Water Tanks at Fathpur Sikri

Apart from the major tanks in the palace complex, around six rectangular and one square tank (hauz) – to store water were also located during the course of the survey.

Of these, five were found in the so-called Indāra Valley, near the Ajmeri Darwaza, an area reserved for pleasure resorts and gardens. The sixth water tank is located in the residential area reserved for the nobility on the north-eastern spurs of the ridge. This tank, which has recently been discovered, is situated between the nobles’ quarters and the rows of excavated shops of the Bāzār-i buzurg-i Sangin (the large stone market).

This was a very large water tank to meet the needs of the noble’s houses, the market, as well as the sarāi located near the Agra Gate.

A square water tank is situated atop the ridge on the extreme west, at a distance mid-way between the old Chishti quarters and the Chor Khirki. A modern cremation

ground is situated adjacent to this tank.

This tank in many of its features resembles the Anūptalāu situated in the Daulatkhāna. Constructed of rubble stone, each side of this tank is provided with steps. In the centre is a square platform which is connected with a cause-way on all the four sides. It is interesting to note that all around this tank are the ruins of structures, which unfortunately have yet to be studied. The area also yielded a large number of low and medium quality blue ware sherds.

Water harvesting appears to have been the major objective of the tanks situated on the top of the ridge. The major source of water for these tanks was the rain water which

was harnessed into them through slopes and channels. We have the testimony of Abul Fazl that rain-water mixed with Ganges water was used to prepare food in the Royal

Kitchen. A survey of the existing water channels confirms this statement. The tank situated near the matbakh (Royal Kitchen) and the office (yātishkhāna) of Muhammad Baqir Sufrachi, the superintendent of the Kitchen establishment was, and still is, filled by the rainwater falling on the courtyard of the Daulatkhāna. Constructed on the tapering spurs of the ridge, this tank, popularly known as the ‘Hauz-i-Shīrīn‘ (the Sweet Water

Tank), is raised on vaults.

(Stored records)
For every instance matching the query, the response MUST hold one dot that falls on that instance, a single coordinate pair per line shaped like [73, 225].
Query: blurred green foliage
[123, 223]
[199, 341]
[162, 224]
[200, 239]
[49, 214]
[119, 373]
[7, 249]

Problem description: Retype everything in the passage on the Fathpur Sikri water tanks from "Apart from the" down to "the Agra Gate.".

Written answer:
Apart from the major tanks in the palace complex, around six rectangular and one square tank (hauz) – to store water were also located during the course of the survey.

Of these, five were found in the so-called Indāra Valley, near the Ajmeri Darwaza, an area reserved for pleasure resorts and gardens. The sixth water tank is located in the residential area reserved for the nobility on the north-eastern spurs of the ridge. This tank, which has recently been discovered, is situated between the nobles’ quarters and the rows of excavated shops of the Bāzār-i buzurg-i Sangin (the large stone market).

This was a very large water tank to meet the needs of the noble’s houses, the market, as well as the sarāi located near the Agra Gate.